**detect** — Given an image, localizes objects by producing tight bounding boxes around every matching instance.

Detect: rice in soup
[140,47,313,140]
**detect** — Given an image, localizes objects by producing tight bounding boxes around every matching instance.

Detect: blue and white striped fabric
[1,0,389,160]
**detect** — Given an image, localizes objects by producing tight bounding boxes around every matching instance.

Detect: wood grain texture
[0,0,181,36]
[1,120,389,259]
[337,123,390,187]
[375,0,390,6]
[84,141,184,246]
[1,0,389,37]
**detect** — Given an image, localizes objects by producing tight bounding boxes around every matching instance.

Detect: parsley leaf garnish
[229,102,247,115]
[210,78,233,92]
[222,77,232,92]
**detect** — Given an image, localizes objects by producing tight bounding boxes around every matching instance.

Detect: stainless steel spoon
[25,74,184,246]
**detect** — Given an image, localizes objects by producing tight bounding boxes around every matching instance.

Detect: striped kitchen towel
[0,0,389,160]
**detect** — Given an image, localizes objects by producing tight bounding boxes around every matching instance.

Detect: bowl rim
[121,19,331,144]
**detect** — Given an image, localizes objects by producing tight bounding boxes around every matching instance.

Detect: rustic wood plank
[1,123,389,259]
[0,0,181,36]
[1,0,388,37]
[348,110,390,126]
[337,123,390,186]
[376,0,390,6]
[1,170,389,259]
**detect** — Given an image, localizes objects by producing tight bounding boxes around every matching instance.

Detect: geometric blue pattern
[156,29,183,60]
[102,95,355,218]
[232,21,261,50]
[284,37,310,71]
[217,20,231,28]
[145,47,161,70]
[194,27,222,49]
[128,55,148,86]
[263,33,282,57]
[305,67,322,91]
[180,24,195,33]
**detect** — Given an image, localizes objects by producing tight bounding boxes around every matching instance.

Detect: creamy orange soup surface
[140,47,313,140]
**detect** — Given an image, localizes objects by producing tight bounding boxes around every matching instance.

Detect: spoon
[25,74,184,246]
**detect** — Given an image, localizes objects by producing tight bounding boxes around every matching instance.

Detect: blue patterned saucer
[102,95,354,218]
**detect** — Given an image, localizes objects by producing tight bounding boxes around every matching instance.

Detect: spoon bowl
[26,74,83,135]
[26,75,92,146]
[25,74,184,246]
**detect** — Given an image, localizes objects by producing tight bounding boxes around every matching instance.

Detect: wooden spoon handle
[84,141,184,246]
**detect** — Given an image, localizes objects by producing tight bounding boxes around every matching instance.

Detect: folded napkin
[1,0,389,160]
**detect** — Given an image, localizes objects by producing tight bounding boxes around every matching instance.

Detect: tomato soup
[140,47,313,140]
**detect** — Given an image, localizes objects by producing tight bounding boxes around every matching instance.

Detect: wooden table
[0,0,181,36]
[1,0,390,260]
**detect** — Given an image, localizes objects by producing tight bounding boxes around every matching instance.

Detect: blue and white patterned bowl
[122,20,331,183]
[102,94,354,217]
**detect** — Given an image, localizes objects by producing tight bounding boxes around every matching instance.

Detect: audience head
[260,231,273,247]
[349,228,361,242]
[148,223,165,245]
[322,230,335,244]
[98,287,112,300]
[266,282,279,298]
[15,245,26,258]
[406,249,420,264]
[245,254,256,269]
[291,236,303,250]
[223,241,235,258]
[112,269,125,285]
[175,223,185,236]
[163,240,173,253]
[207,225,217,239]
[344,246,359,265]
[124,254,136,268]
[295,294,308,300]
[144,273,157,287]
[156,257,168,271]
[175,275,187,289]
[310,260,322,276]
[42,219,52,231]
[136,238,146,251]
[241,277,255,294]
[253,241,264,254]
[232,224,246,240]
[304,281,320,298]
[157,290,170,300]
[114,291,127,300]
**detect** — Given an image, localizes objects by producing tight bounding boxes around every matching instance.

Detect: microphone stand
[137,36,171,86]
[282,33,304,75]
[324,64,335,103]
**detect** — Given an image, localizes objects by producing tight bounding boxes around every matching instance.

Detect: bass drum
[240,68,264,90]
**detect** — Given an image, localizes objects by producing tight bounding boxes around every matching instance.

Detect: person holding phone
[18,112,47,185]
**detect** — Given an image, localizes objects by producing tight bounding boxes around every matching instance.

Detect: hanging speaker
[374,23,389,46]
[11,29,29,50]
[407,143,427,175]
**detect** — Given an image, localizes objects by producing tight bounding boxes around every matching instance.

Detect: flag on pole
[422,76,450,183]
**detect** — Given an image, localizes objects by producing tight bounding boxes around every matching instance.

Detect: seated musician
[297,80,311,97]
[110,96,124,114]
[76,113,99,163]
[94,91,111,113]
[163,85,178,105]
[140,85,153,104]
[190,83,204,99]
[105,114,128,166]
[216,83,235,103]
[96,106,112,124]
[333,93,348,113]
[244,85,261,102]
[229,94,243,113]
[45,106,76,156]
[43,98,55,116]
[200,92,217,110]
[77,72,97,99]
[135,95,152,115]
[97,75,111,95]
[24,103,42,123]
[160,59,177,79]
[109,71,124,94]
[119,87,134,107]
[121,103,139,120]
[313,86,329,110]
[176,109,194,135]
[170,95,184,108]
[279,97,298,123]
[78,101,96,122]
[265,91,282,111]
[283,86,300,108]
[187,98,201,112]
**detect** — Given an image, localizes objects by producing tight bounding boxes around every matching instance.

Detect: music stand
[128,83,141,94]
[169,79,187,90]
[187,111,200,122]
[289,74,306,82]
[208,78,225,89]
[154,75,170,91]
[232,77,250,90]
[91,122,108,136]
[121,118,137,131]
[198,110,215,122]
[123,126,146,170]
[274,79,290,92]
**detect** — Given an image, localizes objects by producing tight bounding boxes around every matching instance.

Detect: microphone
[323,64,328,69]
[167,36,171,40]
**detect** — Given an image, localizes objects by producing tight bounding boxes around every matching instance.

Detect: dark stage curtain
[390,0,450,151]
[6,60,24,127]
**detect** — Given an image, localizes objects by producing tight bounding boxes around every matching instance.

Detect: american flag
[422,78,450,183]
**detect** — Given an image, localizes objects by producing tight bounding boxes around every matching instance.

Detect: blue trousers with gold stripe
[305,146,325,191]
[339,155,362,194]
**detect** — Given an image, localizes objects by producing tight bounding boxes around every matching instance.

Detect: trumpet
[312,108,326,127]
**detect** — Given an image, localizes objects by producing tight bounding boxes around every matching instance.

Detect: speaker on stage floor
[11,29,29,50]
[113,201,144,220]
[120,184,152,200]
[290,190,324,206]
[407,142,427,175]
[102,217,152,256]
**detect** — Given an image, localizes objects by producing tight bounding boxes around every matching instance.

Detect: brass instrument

Problem statement: From the records above, extract each line exactly as shown.

Expected output:
**detect** — Given an image, localizes objects by producing tight bounding boxes around every matching instance.

Detect: rice in soup
[140,47,313,140]
**detect** — Given an image, localizes objects by producing tight bounding boxes around every matching instance.

Detect: blue and white striped fabric
[1,0,389,160]
**detect** — Given an image, localizes objects by producing tight bounding boxes around every matching instance.

Detect: wood grain texture
[0,0,181,36]
[1,120,389,259]
[337,123,390,187]
[375,0,390,6]
[84,141,184,246]
[1,0,389,37]
**detect** — Given an image, localizes objects by producing tight bounding boxes around every matching instance.

Detect: parsley leaf garnish
[229,102,247,115]
[210,78,233,92]
[222,77,232,92]
**detect** — Given an image, localizes objects by producing tight bounding boxes around every matching instance.

Detect: stainless steel spoon
[25,74,184,246]
**detect** — Given an image, localizes objects by producing tight bounding boxes around every matching instance.

Detect: striped kitchen towel
[0,0,389,160]
**detect** — Given an image, localizes objects by producing tight bounding boxes around every matching instance.

Detect: bowl rim
[121,19,331,144]
**detect** — Given an image, localizes objects by producing tight bounding boxes around every matching instance.

Detect: rustic wood plank
[1,123,389,259]
[0,0,181,36]
[1,0,388,37]
[348,110,390,126]
[337,123,390,186]
[376,0,390,6]
[1,170,389,259]
**detect** — Given an image, localizes objects by producing tight bounding boxes around every matching instance.

Detect: geometric blue pattern
[156,29,183,60]
[102,95,355,218]
[232,21,261,50]
[284,37,310,71]
[217,20,231,28]
[145,47,161,70]
[194,27,222,49]
[128,55,148,86]
[263,33,282,57]
[305,67,322,91]
[180,24,195,33]
**detect** — Given an image, localizes objects by producing tight bounding boxes around every matching instance.

Detect: creamy orange soup surface
[140,47,313,140]
**detect** — Given an image, localizes objects by producing tight bounding boxes around every matching instance.

Detect: spoon
[25,74,184,246]
**detect** — Given an image, localizes objects by producing tight bounding boxes around every matching instance.

Detect: blue patterned saucer
[102,95,354,218]
**detect** — Given an image, localizes objects by producing tight bounding boxes around every matching instance.

Detect: spoon bowl
[26,74,83,135]
[26,75,92,146]
[25,74,184,246]
**detect** — Given an image, localizes objects by producing tight bounding boxes around every matching instance.

Detect: wooden spoon handle
[84,141,184,246]
**detect** — Given an image, localizes objects by producing tight bounding boxes around every matching instance.

Detect: folded napkin
[1,0,389,160]
**detect** — Given an image, localizes objects by producing tight bounding boxes around every matching instance.

Detect: tomato soup
[140,47,313,140]
**detect** — Given an image, localizes objects by producing tight bounding boxes around every matching instance.

Detect: wooden table
[0,0,181,36]
[1,0,390,260]
**detect** — Given an image, localizes objects by producing tight bounding boxes around every matching instance.

Detect: blue and white patterned bowl
[122,20,331,183]
[102,94,354,217]
**detect** — Given an image, localizes objects by producing tight bounding boxes around every matching instance.

Detect: audience head
[260,231,273,247]
[349,228,361,242]
[148,223,165,245]
[322,230,335,244]
[98,287,112,300]
[266,282,279,298]
[15,245,26,258]
[406,249,420,264]
[245,254,256,269]
[291,236,303,250]
[223,241,235,258]
[112,269,125,285]
[175,223,185,236]
[163,240,173,253]
[207,225,217,239]
[344,246,359,265]
[124,254,136,268]
[295,294,308,300]
[144,273,157,287]
[156,257,168,271]
[175,275,187,289]
[310,260,322,276]
[42,219,52,231]
[136,238,146,251]
[241,277,255,294]
[253,241,264,254]
[232,224,246,240]
[304,281,320,298]
[157,290,170,300]
[114,291,127,300]
**detect** — Given an image, localizes objects by producing tight bounding boxes around every matching instance.

Detect: microphone stand
[137,36,171,86]
[282,33,304,75]
[324,64,335,103]
**detect** — Given an image, localizes objects by producing tight bounding boxes around every matching instance.

Detect: bass drum
[240,68,264,90]
**detect** — Given an image, localizes objects by producing tight bounding boxes around every matching instance.

Detect: person holding phone
[18,112,47,185]
**detect** — Given an image, localizes objects by producing tight bounding boxes around every matching instance.

Detect: hanging speaker
[374,23,389,46]
[11,29,29,50]
[407,143,427,175]
**detect** — Given an image, localizes objects by producing tight bounding boxes around every matching instance.

Detect: flag on pole
[422,76,450,183]
**detect** — Given an image, localizes objects by producing tight bounding boxes around every matching instance.

Detect: seated musician
[297,80,311,97]
[110,96,124,114]
[76,113,99,163]
[94,91,111,113]
[163,85,178,105]
[140,85,153,104]
[190,83,204,99]
[105,114,128,166]
[216,83,235,103]
[96,106,112,124]
[333,93,348,113]
[244,85,261,102]
[229,94,243,113]
[45,106,76,156]
[43,98,55,116]
[200,92,217,110]
[77,72,97,99]
[135,95,152,115]
[97,75,111,95]
[24,103,42,123]
[160,59,177,79]
[109,71,124,94]
[119,87,134,107]
[121,103,139,120]
[313,86,329,110]
[176,109,194,135]
[170,95,184,108]
[279,97,298,123]
[78,101,96,122]
[265,91,282,111]
[283,86,300,108]
[187,98,201,112]
**detect** — Given an image, localizes objects by producing tight bounding boxes around every matching instance.

Detect: music stand
[128,83,141,94]
[169,79,187,90]
[187,111,200,122]
[289,74,306,82]
[208,78,225,89]
[154,75,170,91]
[232,77,250,90]
[91,122,108,136]
[121,118,137,131]
[198,110,215,122]
[123,126,146,170]
[274,79,290,92]
**detect** — Given an image, localizes objects by producing tight bounding boxes around every matching instance.

Detect: microphone
[323,64,328,69]
[167,36,171,40]
**detect** — Given an image, localizes objects by producing tight bounding boxes around every matching instance.

Detect: dark stage curtain
[390,0,450,151]
[6,60,24,127]
**detect** — Given an image, localizes objects by producing tight bounding boxes around every matching instance.

Detect: american flag
[422,78,450,183]
**detect** — Given an image, localizes objects by producing tight bounding boxes around every matching instance.

Detect: blue trousers with gold stripe
[305,146,325,191]
[339,155,362,194]
**detect** — Given an image, localizes objects by producing tight bounding boxes around every matching instance.

Detect: trumpet
[312,108,326,127]
**detect** — Given an image, localizes objects by producing tight bounding boxes around every matching instance.

Detect: speaker on stage floor
[11,29,29,50]
[113,201,144,220]
[120,184,152,200]
[290,190,324,206]
[407,142,427,175]
[102,217,152,256]
**detect** — Given an image, localizes objects by producing tight bounding boxes around every matching instance.

Detect: brass instrument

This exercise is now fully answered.